**STATED PROBLEM 1:**
Using the mountain goat article, decide whether each statement agrees with it, answering yes or no and quoting the words that settle it: (a) the goats' numbers in the La Sals have more than doubled since their introduction; (b) the Utah Native Plant Society went to court against the state Division of Wildlife Resources; (c) officials are preparing a proposal to move goats into the Deep Creek Mountains in Juab County.
**STATED PROBLEM 2:**
According to the mountain goat article, what lets the goats move across near-vertical terrain? Answer in one to three sentences.
**STATED PROBLEM 3:**
Output the passage from the mountain goat article starting at "An experiment is" and ending at "able to walk.".

begin TEXT PROVIDED

An experiment is underway in the La Sal Mountains, where a species of wild mountain goat is making a new home along the eastern Utah range’s rock-studded ridge lines and talus slopes falling away from 12,000-foot peaks.
Four years after their introduction by state wildlife officials, the creatures classified as ungulates appear to be thriving, with their numbers more than doubling. Their soft curved hooves work like suction cups on sharply angled rock, enabling the animals to negotiate near-vertical terrain. Famous for their long white hair and climbing prowess, mountain goats’ young are born able to walk.
The charismatic game animals appear to be well suited for Utah’s peaks, but are these lofty alpine places and their delicate plant ecosystems suitable for goats?
Many ecologists doubt it, yet Utah wildlife officials expect to double down with a dramatic expansion of a 50-year-old program for establishing new populations in ranges that haven’t seen goats since the ice age.
Conservationists complain the state is sacrificing alpine landscapes just to provide more opportunities for big game hunting. The La Sals are already showing signs where wallowing goats have exposed soils and left excrement and hair all around, according to researchers.
“These environments are exceedingly fragile. Plants take a long time to grow in these places. It’s a really harsh environment,” said Tony Frates of the Utah Native Plant Society, which has gone to court to get the U.S. Forest Service to remove goats from the La Sals.
States, feds and ‘supremacy’
Officials with the state Division of Wildlife Resources are now readying a proposal to transplant goats into the Deep Creek Mountains in Juab County near the Nevada border and investigate whether to put them in several other ranges, including the Stansbury Mountains, according to a presentation given to the Wildlife Board at its Sept. 28 meeting.

end TEXT PROVIDED
begin PROVIDED DATA

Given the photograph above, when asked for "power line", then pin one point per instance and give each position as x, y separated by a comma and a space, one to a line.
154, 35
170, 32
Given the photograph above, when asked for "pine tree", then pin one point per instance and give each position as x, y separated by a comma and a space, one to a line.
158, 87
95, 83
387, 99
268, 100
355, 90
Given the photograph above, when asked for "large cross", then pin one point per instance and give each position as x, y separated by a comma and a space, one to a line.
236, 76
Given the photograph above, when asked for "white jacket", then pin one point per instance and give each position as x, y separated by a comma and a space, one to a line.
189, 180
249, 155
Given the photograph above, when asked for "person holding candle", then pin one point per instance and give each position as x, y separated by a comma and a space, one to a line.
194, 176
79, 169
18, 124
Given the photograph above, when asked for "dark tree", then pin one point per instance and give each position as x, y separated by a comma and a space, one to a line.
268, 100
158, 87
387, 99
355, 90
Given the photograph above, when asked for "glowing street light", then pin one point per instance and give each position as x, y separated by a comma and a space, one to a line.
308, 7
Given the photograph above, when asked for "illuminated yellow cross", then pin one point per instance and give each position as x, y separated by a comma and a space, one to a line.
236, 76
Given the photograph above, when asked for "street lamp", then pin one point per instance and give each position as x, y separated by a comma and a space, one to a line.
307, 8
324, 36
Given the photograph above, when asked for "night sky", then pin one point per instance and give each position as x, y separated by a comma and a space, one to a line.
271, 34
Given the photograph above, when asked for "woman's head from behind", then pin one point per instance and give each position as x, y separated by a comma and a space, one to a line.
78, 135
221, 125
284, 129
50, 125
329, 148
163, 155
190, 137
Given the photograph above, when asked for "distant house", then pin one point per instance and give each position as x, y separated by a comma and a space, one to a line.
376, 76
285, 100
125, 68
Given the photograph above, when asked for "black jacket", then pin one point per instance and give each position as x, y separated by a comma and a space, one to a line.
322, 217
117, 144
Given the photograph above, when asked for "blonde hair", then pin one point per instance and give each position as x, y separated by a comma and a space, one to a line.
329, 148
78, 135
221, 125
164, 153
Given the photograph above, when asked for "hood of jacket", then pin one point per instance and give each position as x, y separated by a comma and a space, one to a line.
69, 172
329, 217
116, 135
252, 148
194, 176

end PROVIDED DATA

**EXPECTED OUTPUT 1:**
(a) Yes: "with their numbers more than doubling."
(b) No: "has gone to court to get the U.S. Forest Service to remove goats from the La Sals."
(c) Yes: "readying a proposal to transplant goats into the Deep Creek Mountains in Juab County near the Nevada border."

**EXPECTED OUTPUT 2:**
Their soft, curved hooves act like suction cups on sharply angled rock. This grip lets the animals handle near-vertical terrain.

**EXPECTED OUTPUT 3:**
An experiment is underway in the La Sal Mountains, where a species of wild mountain goat is making a new home along the eastern Utah range’s rock-studded ridge lines and talus slopes falling away from 12,000-foot peaks.
Four years after their introduction by state wildlife officials, the creatures classified as ungulates appear to be thriving, with their numbers more than doubling. Their soft curved hooves work like suction cups on sharply angled rock, enabling the animals to negotiate near-vertical terrain. Famous for their long white hair and climbing prowess, mountain goats’ young are born able to walk.